[Passage provided]:

*-*-*

Ruth is in London clearing out her mother’s belongings when she makes a surprising discovery: a photograph of her Norfolk cottage taken before Ruth lived there. Her mother always hated the cottage, so why does she have a picture of the place? The only clue is written on the back of the photo: Dawn, 1963.
Ruth returns to Norfolk determined to solve the mystery, but then Covid rears its ugly head. Ruth and her daughter are locked down in their cottage, attempting to continue with work and home-schooling. Happily, the house next door is rented by a nice woman called Zoe, who they become friendly with while standing on their doorsteps clapping for carers.
Nelson, meanwhile, is investigating a series of deaths of women that may or may not be suicide. When he links the deaths to an archaeological discovery, he breaks curfew to visit the cottage where he finds Ruth chatting to her neighbour whom he remembers as a carer who was once tried for murdering her employer.

*-*-*

[Supplied entries]:
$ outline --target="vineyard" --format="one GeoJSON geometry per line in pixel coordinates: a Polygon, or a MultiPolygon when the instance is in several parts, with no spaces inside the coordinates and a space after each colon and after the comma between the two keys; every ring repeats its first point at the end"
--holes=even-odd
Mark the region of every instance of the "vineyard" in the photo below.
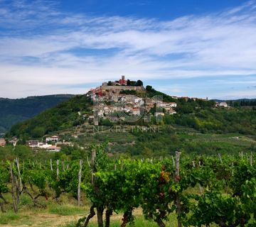
{"type": "Polygon", "coordinates": [[[178,227],[256,226],[252,153],[188,156],[176,152],[168,158],[117,159],[97,145],[90,157],[80,161],[0,162],[3,213],[7,206],[18,213],[22,194],[37,209],[44,209],[47,203],[40,198],[59,202],[63,193],[72,195],[78,206],[90,201],[78,227],[90,226],[95,216],[99,227],[112,226],[114,213],[122,214],[122,227],[133,225],[138,208],[145,219],[161,227],[170,226],[171,214],[178,227]]]}

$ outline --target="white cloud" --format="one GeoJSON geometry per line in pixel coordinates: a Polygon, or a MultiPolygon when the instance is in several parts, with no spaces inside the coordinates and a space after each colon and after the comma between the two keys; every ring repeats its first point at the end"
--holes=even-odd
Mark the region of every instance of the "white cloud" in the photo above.
{"type": "Polygon", "coordinates": [[[23,96],[33,93],[31,87],[40,94],[53,87],[51,94],[65,93],[66,85],[122,74],[132,79],[255,76],[255,6],[249,1],[162,21],[66,13],[45,1],[0,1],[0,78],[23,88],[1,85],[0,96],[23,96]]]}

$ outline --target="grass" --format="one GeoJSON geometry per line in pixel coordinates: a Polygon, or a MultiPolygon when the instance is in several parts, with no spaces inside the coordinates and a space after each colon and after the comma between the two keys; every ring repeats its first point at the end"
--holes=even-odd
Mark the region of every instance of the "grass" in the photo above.
{"type": "Polygon", "coordinates": [[[20,216],[17,214],[15,214],[12,211],[8,213],[4,213],[0,214],[0,224],[6,225],[8,224],[11,221],[18,220],[20,218],[20,216]]]}
{"type": "Polygon", "coordinates": [[[85,214],[85,208],[70,204],[62,206],[53,204],[49,207],[49,213],[61,216],[71,216],[85,214]]]}
{"type": "MultiPolygon", "coordinates": [[[[176,216],[174,215],[171,215],[169,216],[169,220],[166,223],[166,226],[177,226],[177,221],[176,219],[176,216]]],[[[112,220],[110,219],[110,226],[111,227],[119,227],[121,226],[121,221],[119,220],[112,220]]],[[[76,222],[70,222],[68,223],[66,223],[64,226],[60,226],[60,227],[75,227],[76,226],[76,222]]],[[[97,227],[97,224],[95,221],[91,222],[89,223],[88,227],[97,227]]],[[[127,225],[127,226],[129,226],[129,225],[127,225]]],[[[158,225],[151,221],[145,220],[145,218],[142,216],[137,216],[134,220],[134,226],[135,227],[157,227],[158,225]]]]}

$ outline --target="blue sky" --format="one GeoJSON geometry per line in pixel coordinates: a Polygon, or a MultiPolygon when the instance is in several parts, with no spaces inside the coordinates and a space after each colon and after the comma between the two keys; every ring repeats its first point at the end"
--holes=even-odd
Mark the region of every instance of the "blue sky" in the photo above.
{"type": "Polygon", "coordinates": [[[256,2],[0,0],[0,96],[124,74],[172,95],[256,98],[256,2]]]}

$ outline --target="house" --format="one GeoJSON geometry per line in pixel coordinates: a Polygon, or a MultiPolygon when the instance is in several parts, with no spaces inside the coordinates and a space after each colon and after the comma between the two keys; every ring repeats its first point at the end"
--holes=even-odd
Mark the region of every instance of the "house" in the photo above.
{"type": "Polygon", "coordinates": [[[228,107],[228,104],[225,101],[222,101],[220,103],[216,102],[215,107],[228,107]]]}
{"type": "Polygon", "coordinates": [[[173,109],[170,109],[169,111],[168,111],[168,114],[170,114],[170,115],[174,115],[174,114],[177,114],[177,112],[173,109]]]}
{"type": "Polygon", "coordinates": [[[220,107],[228,107],[228,104],[225,101],[222,101],[219,104],[220,107]]]}
{"type": "Polygon", "coordinates": [[[163,112],[156,112],[154,114],[155,117],[158,117],[158,116],[164,116],[164,113],[163,112]]]}
{"type": "Polygon", "coordinates": [[[31,148],[37,148],[39,145],[39,141],[38,140],[28,140],[28,145],[31,148]]]}
{"type": "Polygon", "coordinates": [[[58,135],[47,137],[46,139],[46,142],[49,142],[49,141],[58,142],[58,140],[59,140],[59,137],[58,135]]]}
{"type": "Polygon", "coordinates": [[[188,97],[188,96],[182,96],[181,99],[183,99],[186,100],[186,101],[188,101],[188,99],[189,99],[189,97],[188,97]]]}
{"type": "Polygon", "coordinates": [[[60,148],[57,147],[56,145],[51,145],[46,148],[48,151],[54,151],[54,152],[59,152],[60,151],[60,148]]]}
{"type": "Polygon", "coordinates": [[[170,102],[169,105],[171,107],[177,107],[177,104],[176,102],[170,102]]]}
{"type": "Polygon", "coordinates": [[[5,140],[5,139],[4,138],[0,138],[0,147],[4,147],[6,144],[6,142],[5,140]]]}
{"type": "Polygon", "coordinates": [[[120,79],[118,82],[120,85],[127,85],[127,81],[125,80],[125,77],[123,75],[122,76],[122,79],[120,79]]]}

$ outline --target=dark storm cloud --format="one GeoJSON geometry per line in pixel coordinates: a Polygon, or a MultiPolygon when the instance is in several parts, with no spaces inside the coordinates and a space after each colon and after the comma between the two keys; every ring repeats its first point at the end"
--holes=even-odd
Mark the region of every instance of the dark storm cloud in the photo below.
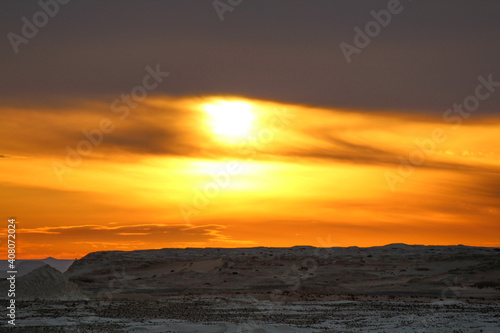
{"type": "MultiPolygon", "coordinates": [[[[15,54],[6,37],[39,10],[0,4],[4,103],[129,92],[148,65],[171,75],[170,95],[238,94],[361,109],[443,112],[500,80],[500,3],[401,1],[370,45],[347,64],[339,48],[387,1],[244,0],[219,20],[206,1],[71,1],[15,54]]],[[[500,94],[480,112],[497,112],[500,94]]]]}

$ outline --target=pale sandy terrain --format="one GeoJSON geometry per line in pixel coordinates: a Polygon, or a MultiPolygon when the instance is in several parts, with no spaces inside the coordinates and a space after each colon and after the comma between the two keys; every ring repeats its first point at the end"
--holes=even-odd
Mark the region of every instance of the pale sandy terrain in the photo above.
{"type": "Polygon", "coordinates": [[[500,332],[496,248],[96,252],[19,286],[22,332],[500,332]]]}

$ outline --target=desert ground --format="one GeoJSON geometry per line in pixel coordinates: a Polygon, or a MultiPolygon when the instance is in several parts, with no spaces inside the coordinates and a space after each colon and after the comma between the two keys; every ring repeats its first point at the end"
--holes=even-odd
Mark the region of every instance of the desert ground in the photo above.
{"type": "Polygon", "coordinates": [[[110,251],[65,265],[19,277],[16,327],[1,332],[500,332],[498,248],[110,251]]]}

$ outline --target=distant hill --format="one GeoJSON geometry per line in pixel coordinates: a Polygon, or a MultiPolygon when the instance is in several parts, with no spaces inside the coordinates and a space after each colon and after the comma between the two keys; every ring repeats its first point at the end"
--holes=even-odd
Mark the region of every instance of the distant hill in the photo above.
{"type": "MultiPolygon", "coordinates": [[[[73,264],[73,262],[73,259],[55,259],[48,257],[40,260],[16,260],[15,266],[17,276],[23,276],[46,264],[57,269],[59,272],[64,273],[71,266],[71,264],[73,264]]],[[[0,260],[0,278],[6,278],[8,276],[8,270],[10,270],[9,262],[7,260],[0,260]]]]}
{"type": "Polygon", "coordinates": [[[64,275],[87,295],[130,298],[279,294],[500,300],[500,249],[389,244],[104,251],[76,260],[64,275]]]}

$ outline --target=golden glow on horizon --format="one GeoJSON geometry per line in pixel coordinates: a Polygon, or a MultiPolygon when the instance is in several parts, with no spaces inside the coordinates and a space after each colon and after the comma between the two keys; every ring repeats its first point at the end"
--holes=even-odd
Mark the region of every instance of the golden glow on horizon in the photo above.
{"type": "Polygon", "coordinates": [[[4,111],[0,215],[21,221],[21,259],[328,246],[328,238],[339,246],[500,245],[499,118],[471,117],[457,129],[441,117],[238,96],[152,97],[124,120],[98,102],[4,111]],[[88,146],[79,146],[82,129],[91,133],[103,117],[116,129],[75,156],[88,146]],[[429,144],[436,128],[447,138],[429,144]],[[433,152],[413,172],[402,167],[408,176],[391,192],[385,172],[398,175],[399,156],[418,158],[418,147],[433,152]],[[62,169],[62,182],[54,162],[71,170],[62,169]]]}
{"type": "Polygon", "coordinates": [[[203,105],[213,133],[222,137],[242,138],[250,133],[255,114],[243,101],[216,101],[203,105]]]}

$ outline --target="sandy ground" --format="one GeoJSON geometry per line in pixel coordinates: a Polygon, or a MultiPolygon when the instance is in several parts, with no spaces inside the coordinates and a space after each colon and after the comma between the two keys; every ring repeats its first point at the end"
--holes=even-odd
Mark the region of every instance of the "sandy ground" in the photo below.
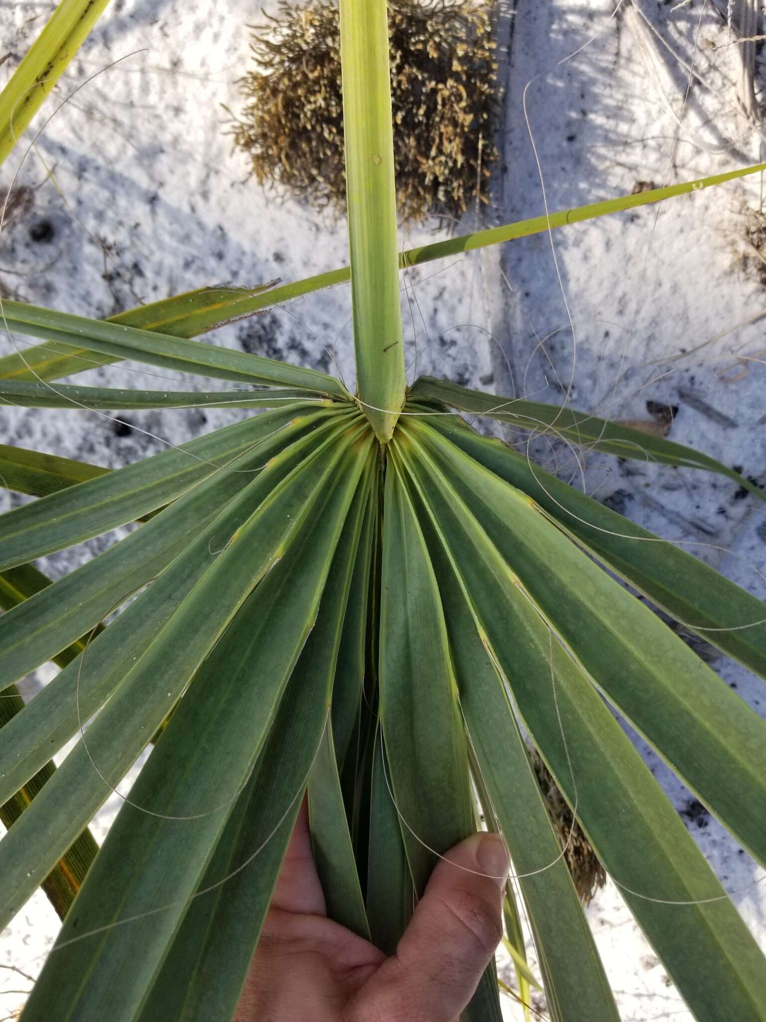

*-*-*

[Questions on the material]:
- A) Indicate whether each of the following statements agrees with the book description, answering yes or no and quoting the deciding words of the text: (i) The photograph shows the cottage before Ruth lived there. (ii) Ruth's mother was fond of the cottage. (iii) Zoe owns the house next door.
- B) Revise the book description starting at "Ruth is in London" and ending at "clapping for carers.", with every instance of "Norfolk" replaced by "Suffolk".

[Exercise responses]:
- A)
(i) Yes: "a photograph of her Norfolk cottage taken before Ruth lived there"
(ii) No: "Her mother always hated the cottage"
(iii) No: "the house next door is rented by a nice woman called Zoe"

- B)
Ruth is in London clearing out her mother’s belongings when she makes a surprising discovery: a photograph of her Suffolk cottage taken before Ruth lived there. Her mother always hated the cottage, so why does she have a picture of the place? The only clue is written on the back of the photo: Dawn, 1963.
Ruth returns to Suffolk determined to solve the mystery, but then Covid rears its ugly head. Ruth and her daughter are locked down in their cottage, attempting to continue with work and home-schooling. Happily, the house next door is rented by a nice woman called Zoe, who they become friendly with while standing on their doorsteps clapping for carers.